━━━ Selected excerpt

Efficient Quadratic Corrections for Frank-Wolfe Algorithms
We develop a Frank-Wolfe algorithm with corrective steps, generalizing previous algorithms including blended conditional gradients, blended pairwise conditional gradients, and fully-corrective Frank-Wolfe. For this, we prove tight convergence guarantees together with an optimal face identification property. Furthermore, we propose two highly efficient corrective steps for convex quadratic objectives based on linear optimization or linear system solving, akin to Wolfe’s minimum-norm point, and show that they converge in finite time under suitable conditions. Beyond optimization problems that are directly quadratic, we revisit two algorithms - split conditional gradient and second-order conditional gradient sliding - which can leverage quadratic corrections to accelerate their quadratic subproblems. We demonstrate improved convergence rates for the first and broader applicability for the second, which may be of independent interest. Finally, we show substantial computational speedups for Frank-Wolfe-based algorithms with quadratic corrections across the considered problem classes.

━━━━━━
━━━ Entries shown

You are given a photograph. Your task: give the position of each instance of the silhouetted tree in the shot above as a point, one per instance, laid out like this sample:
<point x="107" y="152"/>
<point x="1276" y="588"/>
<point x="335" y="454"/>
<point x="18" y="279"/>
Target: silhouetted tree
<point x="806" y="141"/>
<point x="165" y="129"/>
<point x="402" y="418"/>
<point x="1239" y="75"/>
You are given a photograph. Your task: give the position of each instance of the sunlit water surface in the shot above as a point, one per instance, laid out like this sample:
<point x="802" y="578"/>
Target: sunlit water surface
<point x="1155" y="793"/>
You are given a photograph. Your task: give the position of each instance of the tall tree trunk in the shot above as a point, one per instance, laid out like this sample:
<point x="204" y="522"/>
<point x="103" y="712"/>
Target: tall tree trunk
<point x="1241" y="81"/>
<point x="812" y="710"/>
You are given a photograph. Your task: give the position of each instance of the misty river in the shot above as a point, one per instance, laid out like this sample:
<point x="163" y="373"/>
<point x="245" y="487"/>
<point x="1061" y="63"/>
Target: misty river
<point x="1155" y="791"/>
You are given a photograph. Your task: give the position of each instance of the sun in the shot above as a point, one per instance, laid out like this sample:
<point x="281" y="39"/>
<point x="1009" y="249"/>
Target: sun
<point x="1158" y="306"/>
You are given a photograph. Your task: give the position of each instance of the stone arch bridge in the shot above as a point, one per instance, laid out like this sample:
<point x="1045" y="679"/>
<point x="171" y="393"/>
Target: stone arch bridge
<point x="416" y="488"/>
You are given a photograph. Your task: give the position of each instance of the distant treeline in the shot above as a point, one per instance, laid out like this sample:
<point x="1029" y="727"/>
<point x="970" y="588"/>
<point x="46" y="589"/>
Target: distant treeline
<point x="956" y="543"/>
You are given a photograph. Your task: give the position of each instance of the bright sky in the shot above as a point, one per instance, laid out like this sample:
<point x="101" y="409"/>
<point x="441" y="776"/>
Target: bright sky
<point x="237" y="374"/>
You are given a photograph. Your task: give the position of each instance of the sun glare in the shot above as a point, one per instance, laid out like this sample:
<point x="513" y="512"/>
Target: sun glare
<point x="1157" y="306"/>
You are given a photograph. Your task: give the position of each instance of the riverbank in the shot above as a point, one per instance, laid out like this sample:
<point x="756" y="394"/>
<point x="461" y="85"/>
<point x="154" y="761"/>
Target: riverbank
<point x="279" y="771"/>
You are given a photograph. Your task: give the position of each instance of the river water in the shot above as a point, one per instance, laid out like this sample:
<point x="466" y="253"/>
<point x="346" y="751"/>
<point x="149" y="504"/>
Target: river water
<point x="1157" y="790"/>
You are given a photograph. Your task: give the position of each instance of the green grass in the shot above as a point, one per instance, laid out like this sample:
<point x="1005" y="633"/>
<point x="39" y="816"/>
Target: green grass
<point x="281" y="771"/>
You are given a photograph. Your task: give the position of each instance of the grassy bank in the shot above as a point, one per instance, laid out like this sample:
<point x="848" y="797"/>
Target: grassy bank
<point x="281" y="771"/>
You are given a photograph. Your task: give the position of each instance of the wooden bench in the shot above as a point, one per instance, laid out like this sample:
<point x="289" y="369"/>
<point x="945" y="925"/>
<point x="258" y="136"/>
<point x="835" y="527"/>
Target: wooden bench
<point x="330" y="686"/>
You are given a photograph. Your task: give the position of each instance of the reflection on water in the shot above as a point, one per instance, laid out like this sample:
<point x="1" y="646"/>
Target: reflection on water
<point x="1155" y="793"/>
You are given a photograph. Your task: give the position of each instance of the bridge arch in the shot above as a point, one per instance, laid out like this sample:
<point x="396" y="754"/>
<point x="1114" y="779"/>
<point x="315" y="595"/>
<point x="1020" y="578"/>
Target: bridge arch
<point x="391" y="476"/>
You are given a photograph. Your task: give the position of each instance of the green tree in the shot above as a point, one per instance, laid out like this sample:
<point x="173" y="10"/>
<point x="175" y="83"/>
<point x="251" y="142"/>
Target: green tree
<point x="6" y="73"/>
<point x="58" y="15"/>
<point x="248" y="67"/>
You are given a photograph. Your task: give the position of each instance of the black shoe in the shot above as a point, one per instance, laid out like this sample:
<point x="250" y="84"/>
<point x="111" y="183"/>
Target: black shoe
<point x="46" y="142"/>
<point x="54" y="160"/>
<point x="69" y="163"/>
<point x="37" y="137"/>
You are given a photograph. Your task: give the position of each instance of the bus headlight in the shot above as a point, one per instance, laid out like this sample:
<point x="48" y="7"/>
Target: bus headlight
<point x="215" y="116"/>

━━━━━━

What this exercise asks:
1. Copy the abstract on quadratic corrections for Frank-Wolfe algorithms word for word.
2. Reproduce the records exactly, from the line containing "of the wooden" through the last line of the records, inclusive.

Responses by task:
1.
Efficient Quadratic Corrections for Frank-Wolfe Algorithms
We develop a Frank-Wolfe algorithm with corrective steps, generalizing previous algorithms including blended conditional gradients, blended pairwise conditional gradients, and fully-corrective Frank-Wolfe. For this, we prove tight convergence guarantees together with an optimal face identification property. Furthermore, we propose two highly efficient corrective steps for convex quadratic objectives based on linear optimization or linear system solving, akin to Wolfe’s minimum-norm point, and show that they converge in finite time under suitable conditions. Beyond optimization problems that are directly quadratic, we revisit two algorithms - split conditional gradient and second-order conditional gradient sliding - which can leverage quadratic corrections to accelerate their quadratic subproblems. We demonstrate improved convergence rates for the first and broader applicability for the second, which may be of independent interest. Finally, we show substantial computational speedups for Frank-Wolfe-based algorithms with quadratic corrections across the considered problem classes.

2.
You are given a photograph. Your task: give the position of each instance of the wooden bench in the shot above as a point, one per instance, laid out like this sample:
<point x="289" y="369"/>
<point x="945" y="925"/>
<point x="258" y="136"/>
<point x="835" y="527"/>
Target: wooden bench
<point x="330" y="686"/>
You are given a photograph. Your task: give the position of each instance of the reflection on water in the shot above as a point, one per instance, laid out like this sample:
<point x="1" y="646"/>
Target: reflection on water
<point x="1155" y="793"/>
You are given a photograph. Your task: give the position of each instance of the bridge arch in the shot above as a point, one per instance, laid out like this sample:
<point x="396" y="754"/>
<point x="1114" y="779"/>
<point x="315" y="595"/>
<point x="1020" y="578"/>
Target: bridge arch
<point x="391" y="476"/>
You are given a photograph. Your task: give the position of each instance of the green tree in the shot above as a point, one per instance, laid out like this sample:
<point x="173" y="10"/>
<point x="175" y="83"/>
<point x="251" y="142"/>
Target: green tree
<point x="6" y="73"/>
<point x="58" y="15"/>
<point x="248" y="67"/>
You are given a photograph. Your task: give the position of each instance of the black shoe in the shot above as a point, one per instance, laid out like this sample:
<point x="250" y="84"/>
<point x="111" y="183"/>
Target: black shoe
<point x="46" y="142"/>
<point x="54" y="160"/>
<point x="69" y="163"/>
<point x="37" y="137"/>
You are given a photograph. Your task: give the position of each instance of the bus headlight in the shot above as a point, one per instance, laid out like this sample:
<point x="48" y="7"/>
Target: bus headlight
<point x="215" y="116"/>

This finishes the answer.